## [Listing]
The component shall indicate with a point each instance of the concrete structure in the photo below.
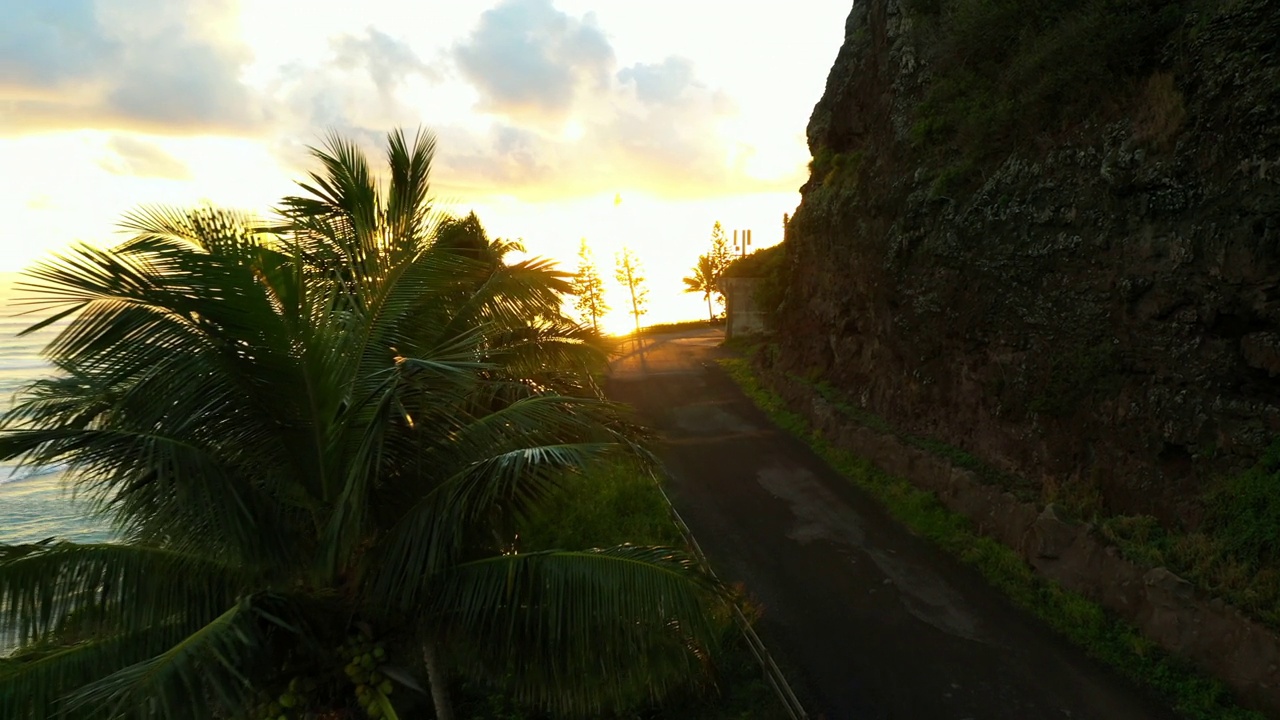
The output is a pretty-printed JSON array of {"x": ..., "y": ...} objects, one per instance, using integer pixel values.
[{"x": 743, "y": 313}]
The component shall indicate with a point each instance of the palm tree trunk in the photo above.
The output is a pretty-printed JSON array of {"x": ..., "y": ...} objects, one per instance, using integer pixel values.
[{"x": 438, "y": 680}]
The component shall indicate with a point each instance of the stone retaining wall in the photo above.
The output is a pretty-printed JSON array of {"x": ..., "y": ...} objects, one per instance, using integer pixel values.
[{"x": 1207, "y": 632}]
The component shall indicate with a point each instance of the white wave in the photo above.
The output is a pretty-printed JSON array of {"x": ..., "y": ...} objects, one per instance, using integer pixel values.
[{"x": 17, "y": 474}]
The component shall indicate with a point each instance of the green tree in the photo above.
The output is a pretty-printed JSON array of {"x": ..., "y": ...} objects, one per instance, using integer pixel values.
[
  {"x": 704, "y": 281},
  {"x": 630, "y": 273},
  {"x": 589, "y": 288},
  {"x": 720, "y": 258},
  {"x": 315, "y": 438}
]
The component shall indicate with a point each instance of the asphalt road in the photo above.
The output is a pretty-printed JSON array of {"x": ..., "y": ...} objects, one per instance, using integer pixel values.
[{"x": 876, "y": 621}]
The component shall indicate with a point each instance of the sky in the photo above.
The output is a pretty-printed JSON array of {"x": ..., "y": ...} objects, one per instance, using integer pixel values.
[{"x": 626, "y": 123}]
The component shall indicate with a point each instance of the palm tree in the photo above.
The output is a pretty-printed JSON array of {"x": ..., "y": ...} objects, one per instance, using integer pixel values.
[
  {"x": 316, "y": 436},
  {"x": 705, "y": 279}
]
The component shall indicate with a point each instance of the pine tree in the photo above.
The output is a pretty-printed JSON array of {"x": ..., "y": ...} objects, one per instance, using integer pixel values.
[
  {"x": 630, "y": 273},
  {"x": 718, "y": 259},
  {"x": 589, "y": 288}
]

## [Problem details]
Can you lay out all the records above as a numbered list, with blank lines and the pictures left out?

## [Problem solution]
1. The component shall indicate with a point each instance of the concrete structure in the photo below.
2. The output is a pretty-printed JSON array of {"x": ..., "y": ...} objects, one per instance, using integer pixel values.
3. [{"x": 743, "y": 313}]
4. The component shall indicate with a point each instance of the palm tree trunk in the photo above.
5. The output is a pretty-printed JSON array of {"x": ..., "y": ...} objects, one per instance, using integer pixel values.
6. [{"x": 438, "y": 680}]
7. The component shall indicate with a point each instance of the stone retaining wall in the photo above.
8. The output is a pretty-printed JSON array of {"x": ..., "y": ...} objects, one per instance, using integer pixel values.
9. [{"x": 1207, "y": 632}]
10. The component shall indicate with a point each instance of the white wave in the photo above.
11. The output is a pretty-printed JSON array of {"x": ..., "y": ...} objects, one per instance, using integer pixel values.
12. [{"x": 17, "y": 474}]
13. The component shall indicate with a point each instance of the green tree in the photo above.
14. The output is a pretty-printed JSON array of {"x": ..., "y": ...} objects, one per instance, using integer pixel values.
15. [
16.   {"x": 704, "y": 281},
17.   {"x": 630, "y": 273},
18.   {"x": 589, "y": 288},
19.   {"x": 720, "y": 258},
20.   {"x": 315, "y": 438}
21. ]
22. The component shall indicate with a point each instance of the asphalt road in the photo above.
23. The output is a pretty-printed JSON array of {"x": ..., "y": ...} objects, one per instance, using integer pixel values.
24. [{"x": 876, "y": 621}]
25. The component shall indicate with a point each instance of the sky in the photo above.
26. The output is a pretty-printed JSON array of {"x": ..., "y": ...} objects, one per instance, using integer pixel values.
27. [{"x": 626, "y": 123}]
28. The component shall indicate with a point each instance of the palm tree in the photo above.
29. The output is a pretty-printed JSON array of {"x": ..., "y": ...} objects, one per instance, using integer pixel values.
30. [
31.   {"x": 316, "y": 436},
32.   {"x": 705, "y": 279}
33. ]
34. The component shall indicate with a point each instance of the pine tree in the photo above.
35. The output is a pretty-printed JSON array of {"x": ..., "y": ...} objects, one per instance, using integer pixel values.
36. [
37.   {"x": 630, "y": 273},
38.   {"x": 718, "y": 259},
39.   {"x": 589, "y": 288}
40. ]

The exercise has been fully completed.